*PROBLEM STATEMENT*: Could you copy, word for word, only the lines from the one containing "In this exercise you will place a marker on the white" through the last line of the records below, both included?
++++ RECORDS FOR THIS TASK ++++
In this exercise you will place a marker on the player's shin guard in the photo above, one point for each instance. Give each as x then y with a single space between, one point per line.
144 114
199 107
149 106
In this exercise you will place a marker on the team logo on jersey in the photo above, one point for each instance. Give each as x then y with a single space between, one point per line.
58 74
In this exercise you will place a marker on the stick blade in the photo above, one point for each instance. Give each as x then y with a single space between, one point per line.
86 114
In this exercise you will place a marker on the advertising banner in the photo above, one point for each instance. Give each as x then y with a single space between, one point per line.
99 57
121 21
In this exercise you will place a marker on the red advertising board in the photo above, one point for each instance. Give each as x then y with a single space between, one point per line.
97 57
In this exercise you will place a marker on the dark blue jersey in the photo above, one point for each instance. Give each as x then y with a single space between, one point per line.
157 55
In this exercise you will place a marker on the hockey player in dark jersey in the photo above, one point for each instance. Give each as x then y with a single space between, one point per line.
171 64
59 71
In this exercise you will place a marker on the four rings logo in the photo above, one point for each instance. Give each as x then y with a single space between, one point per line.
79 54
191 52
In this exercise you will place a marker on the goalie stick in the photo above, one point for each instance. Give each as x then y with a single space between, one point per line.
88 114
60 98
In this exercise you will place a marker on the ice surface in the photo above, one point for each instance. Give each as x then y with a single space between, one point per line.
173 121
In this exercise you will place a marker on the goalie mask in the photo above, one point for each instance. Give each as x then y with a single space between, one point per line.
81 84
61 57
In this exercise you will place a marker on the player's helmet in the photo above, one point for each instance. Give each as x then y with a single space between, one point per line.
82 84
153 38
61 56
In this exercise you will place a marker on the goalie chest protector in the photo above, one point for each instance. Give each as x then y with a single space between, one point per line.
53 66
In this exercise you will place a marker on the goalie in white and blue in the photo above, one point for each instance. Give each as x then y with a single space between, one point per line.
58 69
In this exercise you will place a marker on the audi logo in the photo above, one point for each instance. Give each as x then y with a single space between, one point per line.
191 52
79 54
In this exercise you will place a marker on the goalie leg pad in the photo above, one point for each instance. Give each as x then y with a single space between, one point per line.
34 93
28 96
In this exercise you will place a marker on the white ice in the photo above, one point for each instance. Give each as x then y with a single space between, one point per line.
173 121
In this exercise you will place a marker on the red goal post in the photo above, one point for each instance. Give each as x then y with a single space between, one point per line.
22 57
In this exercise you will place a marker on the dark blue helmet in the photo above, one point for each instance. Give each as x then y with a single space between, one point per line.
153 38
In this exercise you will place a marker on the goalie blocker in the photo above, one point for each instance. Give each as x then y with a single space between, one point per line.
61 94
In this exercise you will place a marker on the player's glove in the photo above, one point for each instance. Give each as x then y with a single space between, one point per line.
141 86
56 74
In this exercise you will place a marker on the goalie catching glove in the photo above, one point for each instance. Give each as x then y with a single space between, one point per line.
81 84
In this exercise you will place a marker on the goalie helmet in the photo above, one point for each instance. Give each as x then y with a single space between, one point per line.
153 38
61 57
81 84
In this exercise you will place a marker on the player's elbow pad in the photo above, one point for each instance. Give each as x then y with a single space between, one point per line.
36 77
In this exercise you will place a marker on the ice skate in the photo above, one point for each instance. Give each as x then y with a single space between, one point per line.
++++
*THE RESULT*:
In this exercise you will place a marker on the white ice in the photo above, one point for each instance. Give each as x then y with a single space between, one point per line.
173 121
In this exercise you will place a marker on the red goal post in the photo above, one point for each instance. Give each as x then y with a single space between, one point per line.
22 57
In this exercise you will place a marker on the dark blue helmet in the photo above, one point for each instance. Give each as x then y with a single space between, one point per line.
153 38
In this exercise you will place a marker on the goalie blocker in the photo above, one point for each instance. Give each as x then y with a single space between, one point per line.
61 94
In this exercise you will place a marker on the player's glove in the photo above, one point for each instance. Give each as x then y with a single space between, one point per line.
141 86
56 74
In this exercise you will place a marker on the goalie catching glove in the photo above, one point for each instance. Give each as x then y with a single space between, one point per line.
81 84
In this exercise you will place a marker on the goalie helmet in the photo above, one point for each instance. Give each as x then y with a single space between, one point per line.
153 38
61 57
81 84
In this exercise you will place a marker on the player's elbow pad in the photo above, one point for each instance. Give each as x then y with a single space between, one point per line.
36 77
In this exercise you will place a marker on the ice skate in the photo above, one point for each instance. Give each as x then y with a single space between, one point per line.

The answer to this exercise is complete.